> TASK STATEMENT
Write the full listing out again, keeping every line exactly as it is.

> RECORD EXCERPTS
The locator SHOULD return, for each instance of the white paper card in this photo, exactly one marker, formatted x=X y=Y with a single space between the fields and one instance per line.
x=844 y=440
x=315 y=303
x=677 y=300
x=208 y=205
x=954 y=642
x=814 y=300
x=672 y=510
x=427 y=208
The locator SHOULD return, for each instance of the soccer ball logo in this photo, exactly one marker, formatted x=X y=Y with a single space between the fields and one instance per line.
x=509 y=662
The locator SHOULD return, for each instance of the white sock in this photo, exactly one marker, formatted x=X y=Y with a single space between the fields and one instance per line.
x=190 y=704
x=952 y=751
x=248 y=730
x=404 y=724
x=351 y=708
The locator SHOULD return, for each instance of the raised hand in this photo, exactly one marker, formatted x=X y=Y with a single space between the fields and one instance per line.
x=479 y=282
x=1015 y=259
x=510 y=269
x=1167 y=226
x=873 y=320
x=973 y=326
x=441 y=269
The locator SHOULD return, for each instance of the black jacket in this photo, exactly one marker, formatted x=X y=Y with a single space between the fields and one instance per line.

> REPLY
The locator SHOULD return, for each instance of the white paper card in this photo, exactly one marker, formatted x=X y=Y with a single space between the fields and one instance per line.
x=844 y=440
x=315 y=303
x=677 y=300
x=208 y=205
x=954 y=642
x=814 y=300
x=672 y=510
x=427 y=208
The locator SHOULD return, for each instance of the soccer ball logo in this photo, exactly one marker, formatted x=X y=Y with a single space between the fields and one instance per line.
x=509 y=662
The locator SHOULD return, for each instance of the white sock in this photo, exactly one marker, formatted x=X y=Y with a single space between the fields and one instance per line.
x=190 y=704
x=952 y=751
x=248 y=730
x=404 y=724
x=351 y=708
The locator SHOULD return, for each instance of the raised hand in this photo, exactly one marker, formatted x=X y=Y with a single space between the fields and one instance per line.
x=479 y=282
x=1015 y=259
x=510 y=269
x=1167 y=226
x=873 y=320
x=973 y=326
x=441 y=269
The locator SHOULD return, for each instance of the black jacket in this photo, exactly one marker, formatted x=X y=Y with a single space between the fields and one instance per line.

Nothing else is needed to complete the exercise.